“Missa” : L'absurde dévoilé



Aziz Idamine, chercheur en sciences politiques :

“Les élites et les structures partisanes doivent s’ouvrir davantage sur les jeunes”


Propos recueillis par Montassir Sakhi
Vendredi 20 Novembre 2009

Aziz Idamine, chercheur en sciences politiques :
Aziz Idamine est chercheur en sciences politiques. Il est aussi militant du Parti socialiste unifié (PSU). Son action permanente au sein de la société civile et sa qualité de représentant du Mouvement des jeunes démocrates et progressistes du PSU à l’Institut national des jeunes et de la démocratie (INJD) lui donnent la possibilité d’avoir une vision globale sur le champ politique marocain ainsi que sur l’évolution de la question de la jeunesse. Dans cette interview, Idamine expose ses idées relatives aux mutations politiques et ouvre le débat autour de l’unification de la gauche et la question de la
participation des jeunes à la vie politique.

Libé : Vous êtes un jeune chercheur et membre de la jeunesse du PSU. Comment voyez-vous les mutations que connaît actuellement le champ politique marocain?

Aziz Idamine : Il est clair que le champ politique marocain ne connaît pas actuellement de dynamique satisfaisante. Je pense qu’il est encore tôt de dire qu’il s’agit d’une transition politique qui s’illustre par la nouvelle confirguration des acteurs et des partis politiques. Cette cartographie a changé suite à la rentrée en scène d’un nouvel acteur, en l’occurrence le PAM. Dans ce cadre, je pense que le champ politique n’est pas un espace accaparé par des forces politiques, mais ouvert à tous les acteurs. Or, la question qui se pose actuellement concerne les moyens et les outils utilisés par chaque acteur. La démocratie exige égalité entre tous ces acteurs. L’inégalité de ces moyens et outils ont permis au PAM de remporter les dernières communales, alors qu’il n’a même pas une année d’existence. On se demande alors, si ce parti est en train de se baser sur son capital économique et culturel (idéologique) ou bien il s’agit vraiment d’un capital symbolique de Mr El Himma. Sachant que ce dernier a une relation proche du Palais et des rouages de l’administration.

Exercices
[A] Dans l'entretien avec Aziz Idamine, recopiez mot pour mot le passage qui commence aux mots « Libé : Vous » et s'arrête après « champ politique marocain? ».
[B] D'après l'entretien avec Aziz Idamine, de quel parti est-il militant ?
[C] Prolongez l'entretien avec Aziz Idamine à partir de sa dernière phrase.

Données de placement de points:

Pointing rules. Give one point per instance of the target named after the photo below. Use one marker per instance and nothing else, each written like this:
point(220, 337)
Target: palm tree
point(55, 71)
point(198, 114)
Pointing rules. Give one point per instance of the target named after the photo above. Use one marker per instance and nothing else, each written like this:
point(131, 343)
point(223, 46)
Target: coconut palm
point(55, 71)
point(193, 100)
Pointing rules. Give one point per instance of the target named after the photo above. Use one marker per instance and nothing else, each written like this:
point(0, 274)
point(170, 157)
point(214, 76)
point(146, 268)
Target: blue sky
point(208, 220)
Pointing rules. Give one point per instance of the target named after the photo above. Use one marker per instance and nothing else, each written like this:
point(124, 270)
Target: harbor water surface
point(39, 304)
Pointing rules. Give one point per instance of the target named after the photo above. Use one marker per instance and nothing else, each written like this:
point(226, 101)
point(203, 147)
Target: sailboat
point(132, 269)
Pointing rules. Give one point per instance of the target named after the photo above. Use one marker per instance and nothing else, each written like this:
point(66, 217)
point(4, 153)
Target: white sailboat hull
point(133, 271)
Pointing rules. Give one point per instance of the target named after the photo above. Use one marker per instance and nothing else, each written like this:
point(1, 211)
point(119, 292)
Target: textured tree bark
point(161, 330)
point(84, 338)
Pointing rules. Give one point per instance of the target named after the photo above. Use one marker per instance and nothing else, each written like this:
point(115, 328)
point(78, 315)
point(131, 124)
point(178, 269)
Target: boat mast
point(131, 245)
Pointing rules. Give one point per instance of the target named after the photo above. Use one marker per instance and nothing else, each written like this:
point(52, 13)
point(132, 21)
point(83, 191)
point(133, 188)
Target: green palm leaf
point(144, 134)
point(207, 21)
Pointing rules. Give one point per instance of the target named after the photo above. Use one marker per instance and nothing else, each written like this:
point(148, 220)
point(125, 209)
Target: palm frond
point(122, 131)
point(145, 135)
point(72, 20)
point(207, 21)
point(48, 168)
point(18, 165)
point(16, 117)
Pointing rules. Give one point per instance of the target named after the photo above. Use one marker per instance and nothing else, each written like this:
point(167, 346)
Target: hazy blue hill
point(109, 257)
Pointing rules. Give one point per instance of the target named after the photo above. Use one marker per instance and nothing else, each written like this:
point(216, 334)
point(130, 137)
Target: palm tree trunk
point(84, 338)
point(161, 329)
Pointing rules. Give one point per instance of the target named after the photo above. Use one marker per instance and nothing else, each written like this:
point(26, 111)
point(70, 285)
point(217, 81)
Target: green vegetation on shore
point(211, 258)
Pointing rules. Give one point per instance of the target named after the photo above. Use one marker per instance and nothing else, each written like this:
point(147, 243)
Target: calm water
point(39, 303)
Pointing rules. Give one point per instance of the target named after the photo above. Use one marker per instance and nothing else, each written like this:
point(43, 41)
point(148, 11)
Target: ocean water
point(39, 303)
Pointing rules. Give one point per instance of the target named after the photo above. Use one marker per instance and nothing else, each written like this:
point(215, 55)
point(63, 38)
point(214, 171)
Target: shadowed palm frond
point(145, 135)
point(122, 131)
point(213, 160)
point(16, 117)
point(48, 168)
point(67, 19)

Réponses par exercice
[A]
Libé : Vous êtes un jeune chercheur et membre de la jeunesse du PSU. Comment voyez-vous les mutations que connaît actuellement le champ politique marocain?

[B] Il est militant du Parti socialiste unifié (PSU).

[C]
Quelle évaluation faites-vous des dernières élections à la Chambre des conseillers ?

L’élection de Cheikh Mohamed Biadillah à la tête de l’institution prouve que les règles du jeu politique au Maroc manquent de clarté. Cela indique également que les alliances et les consensus ne se font pas d’une façon institutionnelle, mais reposent en grande partie sur des coulisses et des canaux parlementaires peu transparents. Il en résulte que la politique vue sous l’angle classique, moral et traditionnel, connait une véritable crise. Cela nous permet de dire que l’avenir de la politique au Maroc serait beaucoup plus confus. Ce qui nécessite des réformes constitutionnelles. Pour l’avenir proche, je pense qu’on est devant l’urgence d’une réforme pour que le gouvernement assume ses responsabilités. Cette réforme nous permet de discuter des alliances possibles dans les conditions actuelles. La première issue possible est que l’alliance actuelle reste, et qu’on attribue de nouveaux ministères à des partis, notamment le MP. La deuxième possibilité est la sortie de l’USFP pour rejoindre l’opposition et l’entrée du PAM au gouvernement. Ce scénario est difficile, car il y aura une forte opposition composée d’une part des partis ayant pratiqué l’opposition plus de 40 ans et d’autre part, d’une opposition reposant sur le discours moraliste, tel que le PJD. La troisième alliance possible, est la sortie du MP et l’entrée du PJD. Ce scénario est possible car il y a aujourd’hui une volonté chez les frères de Benkirane de participer partiellement au gouvernement. Deuxième indicateur sur lequel il faut reposer est le rapprochement entre l’USFP et le PJD. Dans ce cas, nous serons devant la volonté d’El Himma de créer un courant libéral. Et je pense que les deux prochains mois seront décisifs suite à la tenue des deux conseils nationaux respectifs de l’USFP et du RNI.

En tant que partisan du PSU, vous avez suivi de près les débats sur l’unification de la gauche marocaine. Quelles conclusions en tirez-vous?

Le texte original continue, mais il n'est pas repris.